**What is needed:** Rewrite the lines below, swapping "high-rise building" for "tower block" and keeping everything else the same.

Saved data entries
----

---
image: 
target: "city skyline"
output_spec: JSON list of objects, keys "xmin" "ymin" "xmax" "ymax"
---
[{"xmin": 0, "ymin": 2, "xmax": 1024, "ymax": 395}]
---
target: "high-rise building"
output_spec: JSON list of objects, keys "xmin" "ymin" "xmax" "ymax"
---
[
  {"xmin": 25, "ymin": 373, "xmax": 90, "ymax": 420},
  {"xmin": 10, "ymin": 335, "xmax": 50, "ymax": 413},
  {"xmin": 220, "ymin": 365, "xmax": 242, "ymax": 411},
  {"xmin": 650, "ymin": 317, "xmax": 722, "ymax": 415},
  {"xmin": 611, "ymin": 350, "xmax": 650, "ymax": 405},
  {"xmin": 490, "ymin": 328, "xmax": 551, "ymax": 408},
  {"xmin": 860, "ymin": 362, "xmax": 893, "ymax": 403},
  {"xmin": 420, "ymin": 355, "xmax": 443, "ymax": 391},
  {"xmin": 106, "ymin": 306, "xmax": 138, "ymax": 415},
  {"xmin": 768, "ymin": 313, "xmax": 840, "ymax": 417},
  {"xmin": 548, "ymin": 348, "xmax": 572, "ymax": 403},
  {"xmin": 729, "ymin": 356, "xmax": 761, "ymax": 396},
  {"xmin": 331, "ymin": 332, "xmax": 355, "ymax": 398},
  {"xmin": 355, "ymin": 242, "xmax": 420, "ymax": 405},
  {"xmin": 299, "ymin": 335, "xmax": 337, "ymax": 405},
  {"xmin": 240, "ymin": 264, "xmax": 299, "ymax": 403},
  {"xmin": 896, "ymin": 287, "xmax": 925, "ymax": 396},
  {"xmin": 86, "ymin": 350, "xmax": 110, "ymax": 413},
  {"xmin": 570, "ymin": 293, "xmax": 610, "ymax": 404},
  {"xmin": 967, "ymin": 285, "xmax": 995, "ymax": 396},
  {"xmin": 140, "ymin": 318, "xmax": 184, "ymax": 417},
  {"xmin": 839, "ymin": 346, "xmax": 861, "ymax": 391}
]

----

**Result below:**
---
image: 
target: "city skyline"
output_spec: JSON list of objects, keys "xmin" "ymin" "xmax" "ymax"
---
[{"xmin": 0, "ymin": 2, "xmax": 1024, "ymax": 395}]
---
target: "tower block"
output_spec: JSON list of objects, keys "xmin" "ymin" "xmax" "ymax"
---
[
  {"xmin": 25, "ymin": 373, "xmax": 90, "ymax": 420},
  {"xmin": 10, "ymin": 335, "xmax": 50, "ymax": 413},
  {"xmin": 220, "ymin": 365, "xmax": 242, "ymax": 411},
  {"xmin": 650, "ymin": 317, "xmax": 722, "ymax": 415},
  {"xmin": 611, "ymin": 350, "xmax": 650, "ymax": 405},
  {"xmin": 490, "ymin": 328, "xmax": 551, "ymax": 408},
  {"xmin": 860, "ymin": 362, "xmax": 893, "ymax": 403},
  {"xmin": 420, "ymin": 355, "xmax": 443, "ymax": 391},
  {"xmin": 106, "ymin": 306, "xmax": 138, "ymax": 415},
  {"xmin": 768, "ymin": 313, "xmax": 840, "ymax": 417},
  {"xmin": 548, "ymin": 348, "xmax": 572, "ymax": 403},
  {"xmin": 729, "ymin": 356, "xmax": 761, "ymax": 396},
  {"xmin": 331, "ymin": 332, "xmax": 355, "ymax": 398},
  {"xmin": 355, "ymin": 242, "xmax": 420, "ymax": 405},
  {"xmin": 299, "ymin": 335, "xmax": 337, "ymax": 405},
  {"xmin": 240, "ymin": 264, "xmax": 299, "ymax": 403},
  {"xmin": 896, "ymin": 287, "xmax": 925, "ymax": 396},
  {"xmin": 86, "ymin": 350, "xmax": 110, "ymax": 413},
  {"xmin": 570, "ymin": 293, "xmax": 610, "ymax": 404},
  {"xmin": 967, "ymin": 285, "xmax": 995, "ymax": 396},
  {"xmin": 140, "ymin": 318, "xmax": 184, "ymax": 417},
  {"xmin": 839, "ymin": 346, "xmax": 861, "ymax": 391}
]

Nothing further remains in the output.